[Collected data]
◇ ◇ ◇ ◇

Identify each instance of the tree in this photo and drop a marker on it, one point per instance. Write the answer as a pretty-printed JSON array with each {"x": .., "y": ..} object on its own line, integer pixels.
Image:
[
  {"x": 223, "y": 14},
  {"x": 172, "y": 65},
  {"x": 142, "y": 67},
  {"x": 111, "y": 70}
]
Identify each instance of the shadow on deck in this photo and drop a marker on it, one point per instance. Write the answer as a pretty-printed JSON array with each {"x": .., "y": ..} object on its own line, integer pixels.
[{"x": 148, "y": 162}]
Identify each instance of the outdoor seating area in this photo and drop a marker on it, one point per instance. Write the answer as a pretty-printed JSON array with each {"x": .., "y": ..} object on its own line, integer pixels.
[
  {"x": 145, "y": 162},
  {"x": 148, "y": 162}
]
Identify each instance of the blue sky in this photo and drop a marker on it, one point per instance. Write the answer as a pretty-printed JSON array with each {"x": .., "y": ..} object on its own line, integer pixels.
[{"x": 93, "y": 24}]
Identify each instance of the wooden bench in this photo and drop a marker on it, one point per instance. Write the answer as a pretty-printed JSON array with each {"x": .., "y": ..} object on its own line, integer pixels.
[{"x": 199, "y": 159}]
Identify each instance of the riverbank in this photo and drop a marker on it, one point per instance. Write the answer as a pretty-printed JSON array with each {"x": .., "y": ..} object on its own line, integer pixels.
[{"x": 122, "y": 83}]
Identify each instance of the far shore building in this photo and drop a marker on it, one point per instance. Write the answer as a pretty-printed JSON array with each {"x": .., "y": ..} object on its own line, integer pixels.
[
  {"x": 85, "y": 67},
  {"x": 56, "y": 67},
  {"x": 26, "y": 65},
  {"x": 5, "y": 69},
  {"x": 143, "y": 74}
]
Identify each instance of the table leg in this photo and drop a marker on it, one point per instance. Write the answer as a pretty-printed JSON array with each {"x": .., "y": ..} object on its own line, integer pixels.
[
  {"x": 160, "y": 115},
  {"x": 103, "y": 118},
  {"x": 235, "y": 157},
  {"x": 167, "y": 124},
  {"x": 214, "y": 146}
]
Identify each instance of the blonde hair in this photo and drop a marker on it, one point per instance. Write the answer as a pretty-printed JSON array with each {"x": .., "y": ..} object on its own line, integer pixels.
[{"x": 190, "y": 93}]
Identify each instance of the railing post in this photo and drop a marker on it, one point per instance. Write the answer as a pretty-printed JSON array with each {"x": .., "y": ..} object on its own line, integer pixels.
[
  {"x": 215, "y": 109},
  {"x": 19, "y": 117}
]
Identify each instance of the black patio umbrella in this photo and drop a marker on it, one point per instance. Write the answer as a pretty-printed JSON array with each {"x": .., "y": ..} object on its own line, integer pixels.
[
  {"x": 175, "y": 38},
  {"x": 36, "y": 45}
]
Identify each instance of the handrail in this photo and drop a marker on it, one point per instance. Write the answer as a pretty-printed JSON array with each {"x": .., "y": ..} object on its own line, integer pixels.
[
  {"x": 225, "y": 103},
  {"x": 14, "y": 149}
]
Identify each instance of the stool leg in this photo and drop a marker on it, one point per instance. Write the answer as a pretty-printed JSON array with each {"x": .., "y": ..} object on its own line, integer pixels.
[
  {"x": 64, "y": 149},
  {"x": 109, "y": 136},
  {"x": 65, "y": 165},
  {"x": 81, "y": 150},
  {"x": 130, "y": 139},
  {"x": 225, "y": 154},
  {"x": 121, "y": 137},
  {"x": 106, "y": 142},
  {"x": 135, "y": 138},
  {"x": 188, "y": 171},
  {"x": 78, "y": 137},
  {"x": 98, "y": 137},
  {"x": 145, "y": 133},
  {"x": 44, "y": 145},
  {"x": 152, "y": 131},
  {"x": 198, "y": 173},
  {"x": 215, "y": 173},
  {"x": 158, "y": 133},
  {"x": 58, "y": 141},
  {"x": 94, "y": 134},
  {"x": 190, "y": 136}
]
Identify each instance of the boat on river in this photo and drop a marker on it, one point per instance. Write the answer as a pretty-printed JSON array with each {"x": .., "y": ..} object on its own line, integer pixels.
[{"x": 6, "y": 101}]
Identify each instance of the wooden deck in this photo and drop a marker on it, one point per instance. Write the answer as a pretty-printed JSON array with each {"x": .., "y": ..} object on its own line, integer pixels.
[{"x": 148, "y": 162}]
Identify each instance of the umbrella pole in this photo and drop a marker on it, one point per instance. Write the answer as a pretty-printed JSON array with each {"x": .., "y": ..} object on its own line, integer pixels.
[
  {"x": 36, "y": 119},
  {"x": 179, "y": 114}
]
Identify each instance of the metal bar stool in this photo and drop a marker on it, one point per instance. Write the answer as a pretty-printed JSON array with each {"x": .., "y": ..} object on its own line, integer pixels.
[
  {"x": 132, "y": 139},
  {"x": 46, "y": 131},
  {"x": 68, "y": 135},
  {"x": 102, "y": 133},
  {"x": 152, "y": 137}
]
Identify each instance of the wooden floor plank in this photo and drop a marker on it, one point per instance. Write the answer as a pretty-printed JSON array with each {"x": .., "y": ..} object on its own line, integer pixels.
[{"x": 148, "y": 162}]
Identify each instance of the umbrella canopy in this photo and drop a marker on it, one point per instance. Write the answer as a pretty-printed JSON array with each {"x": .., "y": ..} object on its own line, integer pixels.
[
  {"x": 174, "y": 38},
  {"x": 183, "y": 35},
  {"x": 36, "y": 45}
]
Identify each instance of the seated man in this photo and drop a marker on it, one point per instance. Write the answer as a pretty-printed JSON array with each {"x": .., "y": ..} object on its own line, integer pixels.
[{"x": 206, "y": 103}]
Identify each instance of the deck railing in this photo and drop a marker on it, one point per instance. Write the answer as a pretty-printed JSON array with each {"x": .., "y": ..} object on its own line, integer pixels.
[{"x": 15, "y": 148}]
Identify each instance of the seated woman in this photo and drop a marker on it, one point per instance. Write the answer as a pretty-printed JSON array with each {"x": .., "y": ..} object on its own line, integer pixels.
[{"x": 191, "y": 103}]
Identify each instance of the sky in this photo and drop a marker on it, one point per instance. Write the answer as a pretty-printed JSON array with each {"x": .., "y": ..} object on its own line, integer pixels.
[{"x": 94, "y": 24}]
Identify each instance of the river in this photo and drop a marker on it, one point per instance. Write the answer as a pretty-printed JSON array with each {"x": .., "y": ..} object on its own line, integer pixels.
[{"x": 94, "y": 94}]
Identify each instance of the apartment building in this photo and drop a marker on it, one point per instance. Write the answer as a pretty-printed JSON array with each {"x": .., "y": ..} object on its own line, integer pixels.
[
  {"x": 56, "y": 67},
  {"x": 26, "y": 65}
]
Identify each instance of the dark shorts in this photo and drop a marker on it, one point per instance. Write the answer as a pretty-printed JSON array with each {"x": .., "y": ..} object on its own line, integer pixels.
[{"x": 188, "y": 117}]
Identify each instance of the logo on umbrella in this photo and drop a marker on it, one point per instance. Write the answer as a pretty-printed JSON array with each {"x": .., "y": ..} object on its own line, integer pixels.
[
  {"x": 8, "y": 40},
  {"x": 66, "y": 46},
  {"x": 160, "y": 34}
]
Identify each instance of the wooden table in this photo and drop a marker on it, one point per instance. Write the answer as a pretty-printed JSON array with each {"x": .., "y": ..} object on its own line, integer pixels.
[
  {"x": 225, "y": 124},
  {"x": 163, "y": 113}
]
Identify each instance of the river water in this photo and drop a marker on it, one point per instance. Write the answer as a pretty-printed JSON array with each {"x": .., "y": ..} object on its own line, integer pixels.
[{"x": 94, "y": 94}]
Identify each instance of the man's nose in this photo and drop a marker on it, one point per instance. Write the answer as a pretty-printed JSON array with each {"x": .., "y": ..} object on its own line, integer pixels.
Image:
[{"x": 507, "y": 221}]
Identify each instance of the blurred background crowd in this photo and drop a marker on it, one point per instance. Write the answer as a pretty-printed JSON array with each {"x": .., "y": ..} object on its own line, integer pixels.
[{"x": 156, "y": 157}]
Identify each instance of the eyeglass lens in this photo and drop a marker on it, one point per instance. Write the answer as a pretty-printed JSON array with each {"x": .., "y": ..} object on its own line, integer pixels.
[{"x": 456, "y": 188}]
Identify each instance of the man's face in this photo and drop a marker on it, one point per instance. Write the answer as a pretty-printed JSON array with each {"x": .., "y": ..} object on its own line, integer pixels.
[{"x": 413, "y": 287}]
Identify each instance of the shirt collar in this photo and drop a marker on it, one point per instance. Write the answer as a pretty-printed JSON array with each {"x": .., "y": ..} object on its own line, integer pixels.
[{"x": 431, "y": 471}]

◇ ◇ ◇ ◇

- OBJECTIVE -
Your task is to return, exactly and on their own, the lines from the one containing "Identify each instance of the blurred" through the last line of the listing.

- EXPECTED ANSWER -
Identify each instance of the blurred background crowd in this photo and drop a marker on it, one point per instance. Write the answer as a pretty-printed JSON array with each {"x": .., "y": ..} object on its own line, integer pixels.
[{"x": 156, "y": 157}]
Identify each instance of the eyeglass lens in this photo and drop a marker on it, one point per instance. Write the answer as a pretty-printed JSON array with each {"x": .., "y": ..} object on its own line, integer pixels.
[{"x": 456, "y": 188}]
Identify each instance of the man's face in this photo and drop a marker on it, one point per instance. Write the answer as a pretty-printed JSON array with each {"x": .., "y": ..} object on its own line, integer pixels.
[{"x": 413, "y": 287}]
Identify each instance of the shirt collar in this photo and drop a marker on it, one point per instance. Write the answer as a pretty-printed JSON array with each {"x": .., "y": ..} object on its own line, integer pixels.
[{"x": 431, "y": 471}]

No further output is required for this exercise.